--- start ---
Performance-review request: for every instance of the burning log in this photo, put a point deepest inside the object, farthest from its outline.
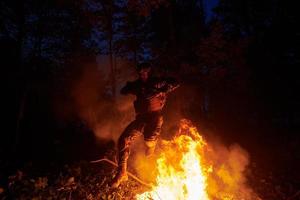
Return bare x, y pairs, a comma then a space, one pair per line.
129, 174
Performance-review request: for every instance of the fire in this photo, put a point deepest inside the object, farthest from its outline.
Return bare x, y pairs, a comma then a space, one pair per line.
182, 172
188, 168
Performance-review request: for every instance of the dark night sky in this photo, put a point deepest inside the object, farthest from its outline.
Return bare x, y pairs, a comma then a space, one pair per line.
209, 5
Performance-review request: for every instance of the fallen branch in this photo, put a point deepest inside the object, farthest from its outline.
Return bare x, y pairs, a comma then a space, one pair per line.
129, 174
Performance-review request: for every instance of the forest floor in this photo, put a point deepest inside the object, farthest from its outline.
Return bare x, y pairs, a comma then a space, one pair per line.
84, 180
273, 175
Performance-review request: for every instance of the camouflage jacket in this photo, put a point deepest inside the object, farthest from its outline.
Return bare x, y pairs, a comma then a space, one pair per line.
151, 95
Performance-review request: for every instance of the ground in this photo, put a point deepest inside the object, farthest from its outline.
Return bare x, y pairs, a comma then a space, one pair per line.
84, 180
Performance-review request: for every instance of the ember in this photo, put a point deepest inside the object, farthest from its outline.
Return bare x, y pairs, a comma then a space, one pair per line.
186, 173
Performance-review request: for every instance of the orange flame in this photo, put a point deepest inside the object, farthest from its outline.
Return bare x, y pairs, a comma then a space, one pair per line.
182, 175
189, 169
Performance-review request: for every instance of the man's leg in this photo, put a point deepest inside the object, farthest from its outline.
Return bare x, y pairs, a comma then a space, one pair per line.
132, 131
152, 132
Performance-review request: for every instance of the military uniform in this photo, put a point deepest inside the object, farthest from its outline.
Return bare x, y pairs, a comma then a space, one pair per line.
150, 100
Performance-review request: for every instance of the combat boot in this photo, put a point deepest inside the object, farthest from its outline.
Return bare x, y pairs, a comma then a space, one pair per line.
150, 148
121, 176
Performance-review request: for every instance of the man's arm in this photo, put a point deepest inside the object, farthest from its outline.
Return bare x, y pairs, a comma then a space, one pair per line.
168, 85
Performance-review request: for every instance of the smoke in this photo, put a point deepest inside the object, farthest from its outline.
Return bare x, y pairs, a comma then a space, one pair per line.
228, 178
89, 99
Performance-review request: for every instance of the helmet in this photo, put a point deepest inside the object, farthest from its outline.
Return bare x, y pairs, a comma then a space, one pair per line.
144, 66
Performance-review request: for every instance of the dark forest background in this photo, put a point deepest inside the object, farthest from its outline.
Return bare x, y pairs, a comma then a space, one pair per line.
237, 65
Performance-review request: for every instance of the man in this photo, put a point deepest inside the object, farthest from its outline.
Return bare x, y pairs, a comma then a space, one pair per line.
151, 94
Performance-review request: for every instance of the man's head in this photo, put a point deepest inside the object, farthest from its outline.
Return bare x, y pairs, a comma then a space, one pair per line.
143, 70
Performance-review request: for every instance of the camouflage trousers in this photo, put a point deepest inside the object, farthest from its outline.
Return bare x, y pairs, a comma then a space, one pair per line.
149, 125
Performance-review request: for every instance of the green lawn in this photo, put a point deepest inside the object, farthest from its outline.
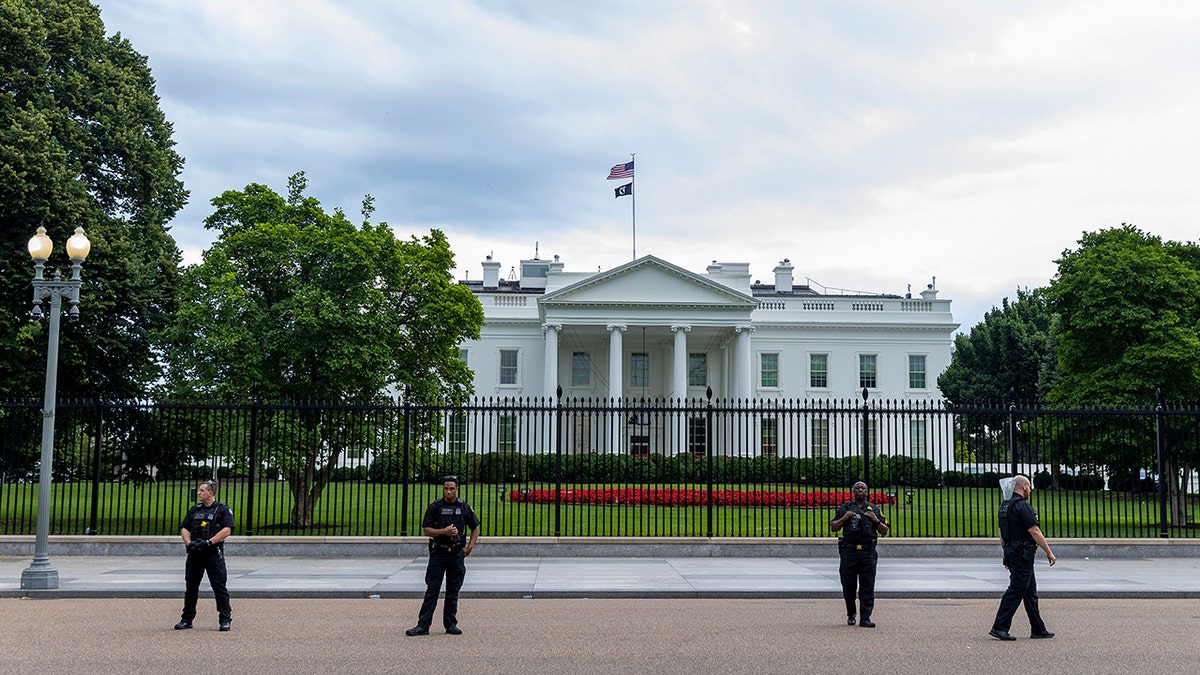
--- end ---
Count the lines in the items above that contain the word "dark". Reply with the number only.

2